(Beginning of Material provided)
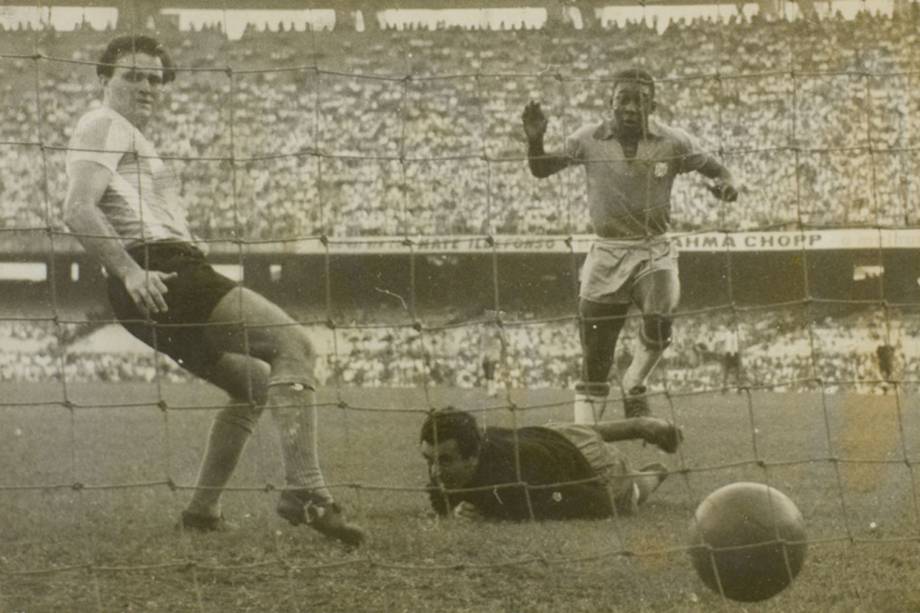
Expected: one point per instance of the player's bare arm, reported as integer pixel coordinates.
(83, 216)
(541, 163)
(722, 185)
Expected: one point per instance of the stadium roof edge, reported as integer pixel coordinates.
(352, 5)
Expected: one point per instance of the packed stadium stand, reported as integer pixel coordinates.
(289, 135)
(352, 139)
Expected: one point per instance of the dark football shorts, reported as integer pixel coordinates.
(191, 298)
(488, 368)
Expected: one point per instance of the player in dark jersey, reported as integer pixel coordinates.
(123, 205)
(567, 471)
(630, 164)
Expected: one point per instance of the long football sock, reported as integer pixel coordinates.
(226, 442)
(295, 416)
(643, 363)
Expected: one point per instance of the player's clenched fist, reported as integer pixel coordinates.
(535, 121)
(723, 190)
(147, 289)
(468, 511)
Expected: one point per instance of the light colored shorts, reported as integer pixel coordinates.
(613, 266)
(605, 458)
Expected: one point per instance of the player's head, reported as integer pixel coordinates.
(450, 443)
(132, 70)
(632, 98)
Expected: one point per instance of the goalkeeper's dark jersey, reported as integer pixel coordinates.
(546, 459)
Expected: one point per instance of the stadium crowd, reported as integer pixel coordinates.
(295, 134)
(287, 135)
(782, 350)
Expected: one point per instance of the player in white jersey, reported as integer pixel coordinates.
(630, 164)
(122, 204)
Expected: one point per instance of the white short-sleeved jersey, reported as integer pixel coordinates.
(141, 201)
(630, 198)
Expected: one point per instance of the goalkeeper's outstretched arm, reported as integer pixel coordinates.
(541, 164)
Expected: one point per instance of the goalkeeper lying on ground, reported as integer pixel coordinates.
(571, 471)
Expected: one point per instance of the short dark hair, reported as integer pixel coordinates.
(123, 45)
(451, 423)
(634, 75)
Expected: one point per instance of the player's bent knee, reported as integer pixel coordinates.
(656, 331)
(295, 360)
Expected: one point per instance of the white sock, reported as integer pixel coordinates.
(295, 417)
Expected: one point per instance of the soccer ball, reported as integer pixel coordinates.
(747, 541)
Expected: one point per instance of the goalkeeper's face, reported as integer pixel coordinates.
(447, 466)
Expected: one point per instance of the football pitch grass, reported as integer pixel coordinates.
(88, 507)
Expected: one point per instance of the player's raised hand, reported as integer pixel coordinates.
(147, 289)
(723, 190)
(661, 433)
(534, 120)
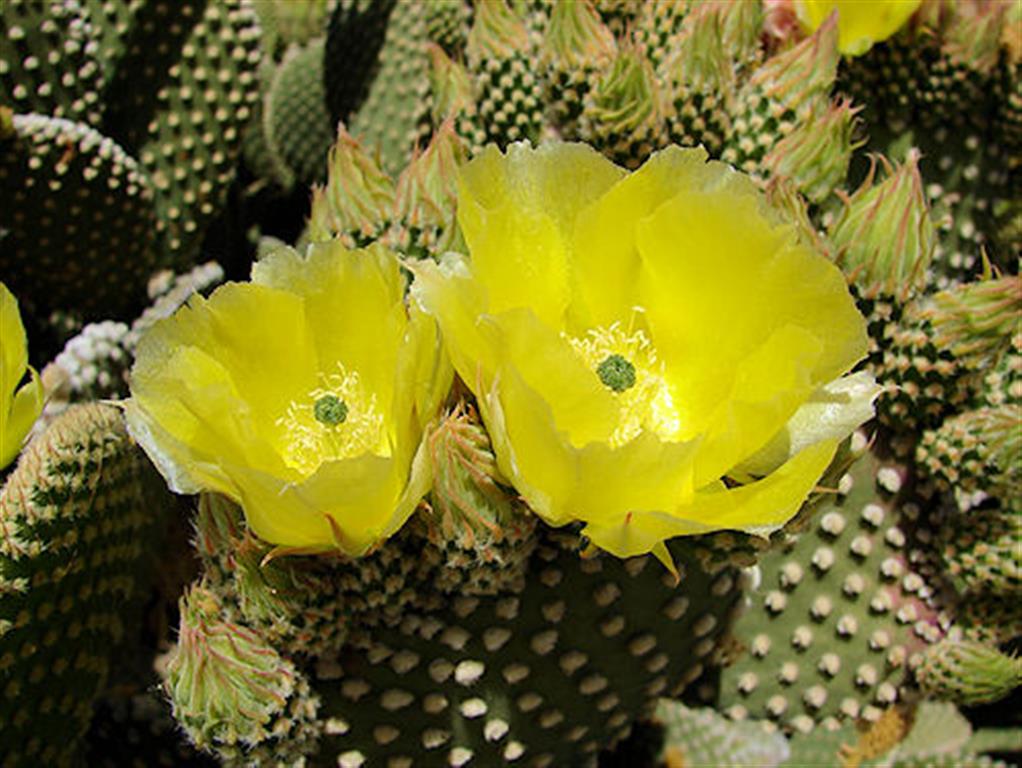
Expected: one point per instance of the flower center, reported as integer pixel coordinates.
(End of Material provided)
The task requires the full listing to be given again verbatim, without its pictures.

Expected: one point per instance of the player's bare arm, reported as integer pixel coordinates.
(83, 216)
(541, 163)
(722, 185)
Expected: one point per instance of the stadium roof edge, reported as integer pixel coordinates.
(352, 5)
Expected: one point per instance of the packed stadium stand, reported as integer pixel coordinates.
(289, 135)
(352, 139)
Expected: one point per instance of the dark football shorts, reported as integer pixel coordinates.
(191, 298)
(488, 368)
Expected: one point per instance of the player in dark jersey, reported as integer pixel coordinates.
(123, 205)
(567, 471)
(630, 164)
Expected: one point per instance of the long football sock, reported as integer pixel coordinates.
(226, 442)
(295, 416)
(643, 363)
Expected: one point per instance of the player's clenched fist, reported as integer pixel coordinates.
(535, 121)
(723, 190)
(147, 289)
(468, 511)
Expected: one point per instance of the light colored shorts, reported as integer pixel coordinates.
(613, 266)
(605, 458)
Expected: one point per instance of the player's head, reported as integer pixel coordinates.
(450, 443)
(132, 70)
(632, 98)
Expected: one point per instance of the goalkeeper's dark jersey, reported as integer pixel coordinates.
(546, 459)
Expected: one point per instance of the stadium crowd, reported as integer pixel coordinates.
(295, 134)
(287, 135)
(782, 350)
Expected: one point per instance of the player in white jersey, reported as integer pixel coordinates.
(630, 164)
(122, 204)
Expected: one point per instance of the white short-sleeved jersey, reported as integer pixel coordinates.
(141, 201)
(630, 198)
Expected: one point per instance of the goalkeeper's outstretched arm, reported as integer pixel coordinates.
(541, 164)
Expected: one point per instance of the goalkeeper lying on ground, reported as integer pixel coordinates.
(571, 471)
Expected: one point per instance of the short dark hair, reported as integer pixel coordinates.
(123, 45)
(451, 423)
(634, 75)
Expected: one point per instance of the player's bent knee, reported as integer pixel coordinates.
(656, 331)
(295, 360)
Expected: one point per instance of the white sock, reported as integer pixel coordinates.
(295, 417)
Expected: one point per instance of the soccer ball, reported as integer pixel coordinates.
(747, 541)
Expected: one point per instance of the goalkeeper's face, reported as integer pixel coordinates.
(447, 466)
Expected: one point per instance of the football pitch grass, reported as integer pixel coordinates.
(88, 507)
Expected: one point per instance of the player's raised hand, reported as integer pixel coordinates.
(147, 289)
(723, 190)
(661, 433)
(534, 120)
Expected: one point per instance of the flower center, reported as integer pixel coordinates.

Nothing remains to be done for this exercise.